TO DO - Exactly the lines from the opening of the records through the line containing "Spot the white baseboard" should be copied, with both included.

GIVEN DATA -
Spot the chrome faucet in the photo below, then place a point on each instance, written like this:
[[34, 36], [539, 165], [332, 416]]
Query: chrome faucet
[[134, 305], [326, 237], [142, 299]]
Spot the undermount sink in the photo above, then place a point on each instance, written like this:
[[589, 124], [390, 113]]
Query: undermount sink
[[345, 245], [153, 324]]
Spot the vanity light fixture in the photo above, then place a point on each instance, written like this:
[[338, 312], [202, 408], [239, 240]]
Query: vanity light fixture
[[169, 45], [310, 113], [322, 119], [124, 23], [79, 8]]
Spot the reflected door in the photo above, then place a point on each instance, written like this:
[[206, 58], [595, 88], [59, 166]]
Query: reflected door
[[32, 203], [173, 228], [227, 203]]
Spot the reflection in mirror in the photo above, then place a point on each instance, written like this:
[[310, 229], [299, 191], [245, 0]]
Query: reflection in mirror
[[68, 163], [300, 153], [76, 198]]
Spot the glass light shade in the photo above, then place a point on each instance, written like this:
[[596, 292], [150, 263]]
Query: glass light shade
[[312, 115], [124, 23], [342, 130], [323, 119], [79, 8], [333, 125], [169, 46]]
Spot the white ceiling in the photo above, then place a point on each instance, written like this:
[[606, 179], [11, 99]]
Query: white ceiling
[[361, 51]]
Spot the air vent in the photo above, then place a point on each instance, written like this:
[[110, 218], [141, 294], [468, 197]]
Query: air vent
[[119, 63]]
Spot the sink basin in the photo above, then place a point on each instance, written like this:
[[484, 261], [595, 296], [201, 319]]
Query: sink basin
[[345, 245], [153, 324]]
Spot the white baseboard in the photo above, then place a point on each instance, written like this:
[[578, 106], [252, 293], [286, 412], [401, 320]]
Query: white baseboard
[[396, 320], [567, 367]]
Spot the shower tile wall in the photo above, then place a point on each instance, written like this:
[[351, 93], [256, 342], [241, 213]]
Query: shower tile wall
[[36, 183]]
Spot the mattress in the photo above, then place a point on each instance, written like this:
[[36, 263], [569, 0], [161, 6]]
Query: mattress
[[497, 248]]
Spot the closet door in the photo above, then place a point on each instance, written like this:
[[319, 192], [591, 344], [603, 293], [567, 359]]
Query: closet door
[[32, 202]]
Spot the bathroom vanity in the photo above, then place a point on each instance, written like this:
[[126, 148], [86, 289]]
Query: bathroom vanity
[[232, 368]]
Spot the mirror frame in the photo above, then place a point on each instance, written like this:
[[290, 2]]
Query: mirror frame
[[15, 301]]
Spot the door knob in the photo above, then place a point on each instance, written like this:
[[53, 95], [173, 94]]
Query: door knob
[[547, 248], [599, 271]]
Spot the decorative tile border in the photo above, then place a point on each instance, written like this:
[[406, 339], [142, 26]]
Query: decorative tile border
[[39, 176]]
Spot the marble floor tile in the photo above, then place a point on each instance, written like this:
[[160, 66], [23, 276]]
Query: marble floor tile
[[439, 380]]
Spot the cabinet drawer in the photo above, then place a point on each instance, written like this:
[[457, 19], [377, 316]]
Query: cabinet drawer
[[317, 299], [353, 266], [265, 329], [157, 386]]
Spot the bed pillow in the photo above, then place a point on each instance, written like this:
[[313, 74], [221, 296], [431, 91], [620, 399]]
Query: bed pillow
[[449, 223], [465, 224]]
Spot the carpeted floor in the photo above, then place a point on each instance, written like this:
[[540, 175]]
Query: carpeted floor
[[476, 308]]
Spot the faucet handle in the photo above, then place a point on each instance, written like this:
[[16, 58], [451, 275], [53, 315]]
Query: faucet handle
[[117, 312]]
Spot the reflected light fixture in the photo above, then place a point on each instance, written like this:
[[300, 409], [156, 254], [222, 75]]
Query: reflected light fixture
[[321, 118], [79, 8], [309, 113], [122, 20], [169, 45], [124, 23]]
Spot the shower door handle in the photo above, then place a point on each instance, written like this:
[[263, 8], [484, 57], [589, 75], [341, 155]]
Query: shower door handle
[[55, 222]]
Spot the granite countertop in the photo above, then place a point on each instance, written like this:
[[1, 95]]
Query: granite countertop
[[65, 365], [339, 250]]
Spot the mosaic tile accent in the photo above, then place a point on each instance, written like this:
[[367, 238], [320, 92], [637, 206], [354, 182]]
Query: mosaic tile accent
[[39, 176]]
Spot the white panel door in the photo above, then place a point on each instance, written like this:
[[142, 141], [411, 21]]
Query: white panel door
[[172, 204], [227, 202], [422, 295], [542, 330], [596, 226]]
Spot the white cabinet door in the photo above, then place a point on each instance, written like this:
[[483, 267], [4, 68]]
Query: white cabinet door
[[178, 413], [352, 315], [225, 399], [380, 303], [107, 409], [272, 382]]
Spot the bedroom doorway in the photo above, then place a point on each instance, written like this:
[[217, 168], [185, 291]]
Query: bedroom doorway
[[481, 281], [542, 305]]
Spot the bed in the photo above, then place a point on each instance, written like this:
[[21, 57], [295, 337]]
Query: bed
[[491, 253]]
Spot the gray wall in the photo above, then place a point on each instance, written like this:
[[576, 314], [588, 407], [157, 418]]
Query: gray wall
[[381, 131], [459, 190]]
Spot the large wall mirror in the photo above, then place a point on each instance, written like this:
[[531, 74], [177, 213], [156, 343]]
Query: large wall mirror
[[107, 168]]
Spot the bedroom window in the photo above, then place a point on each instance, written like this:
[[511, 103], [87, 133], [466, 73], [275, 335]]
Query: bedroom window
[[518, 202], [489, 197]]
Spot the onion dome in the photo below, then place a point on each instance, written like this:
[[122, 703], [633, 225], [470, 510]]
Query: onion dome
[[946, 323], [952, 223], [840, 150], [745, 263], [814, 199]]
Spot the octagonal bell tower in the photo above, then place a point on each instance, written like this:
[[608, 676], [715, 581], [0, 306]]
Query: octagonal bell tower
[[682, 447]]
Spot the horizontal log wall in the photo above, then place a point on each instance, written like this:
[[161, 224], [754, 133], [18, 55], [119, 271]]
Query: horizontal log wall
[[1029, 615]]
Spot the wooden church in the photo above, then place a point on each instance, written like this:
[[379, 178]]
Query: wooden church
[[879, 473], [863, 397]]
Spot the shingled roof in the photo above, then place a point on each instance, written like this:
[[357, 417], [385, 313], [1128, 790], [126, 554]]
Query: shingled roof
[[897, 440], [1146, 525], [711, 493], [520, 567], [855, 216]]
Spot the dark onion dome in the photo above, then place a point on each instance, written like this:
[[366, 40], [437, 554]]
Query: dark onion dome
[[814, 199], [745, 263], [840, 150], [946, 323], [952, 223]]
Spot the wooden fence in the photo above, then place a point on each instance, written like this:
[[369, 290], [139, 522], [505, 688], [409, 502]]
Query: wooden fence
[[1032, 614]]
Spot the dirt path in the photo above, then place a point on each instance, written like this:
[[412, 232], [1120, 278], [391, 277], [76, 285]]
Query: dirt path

EXPECTED OUTPUT -
Spot the chrome faucet in the photo below, then place a point on each instance, written like this:
[[34, 36], [539, 165], [332, 416]]
Query: chrome faucet
[[134, 305], [326, 237], [142, 299]]
Spot the undermount sink in the photo above, then place a point on each instance, written like this:
[[589, 124], [390, 113]]
Query: undermount sink
[[345, 245], [153, 324]]
Spot the vanity light fixture in the photo above, then place a point on each instance, written like this:
[[338, 312], [202, 408], [239, 240]]
Query: vanity light fixture
[[169, 45], [310, 113], [322, 119], [124, 23], [79, 8]]
Spot the reflected door in the photo above, then place a point on each instance, written like this:
[[206, 58], [595, 88], [59, 166]]
Query: reflected door
[[32, 203], [173, 228], [227, 203]]
Spot the reflection in mirror in the photo above, then place a point on each instance, written like this:
[[310, 229], [299, 191], [245, 0]]
Query: reflection in mirror
[[68, 163], [300, 153], [76, 198]]
Spot the glass light shade in the photo above, then place a point on each instance, written like this:
[[596, 292], [150, 263]]
Query: glass light shade
[[312, 115], [124, 23], [342, 130], [323, 119], [79, 8], [333, 125], [169, 46]]
Spot the white ceiling in the photo above, then place a point on each instance, written like this:
[[606, 179], [11, 99]]
Query: white ceiling
[[361, 51]]
Spot the air vent in the photo above, then place a point on each instance, written like this:
[[110, 218], [141, 294], [468, 197]]
Query: air vent
[[119, 63]]
Spot the sink basin in the photo above, then place a point on each instance, written like this:
[[484, 261], [595, 296], [201, 319]]
Query: sink basin
[[345, 245], [153, 324]]
Spot the white baseboard in the photo above, then place a point on each instance, written like this:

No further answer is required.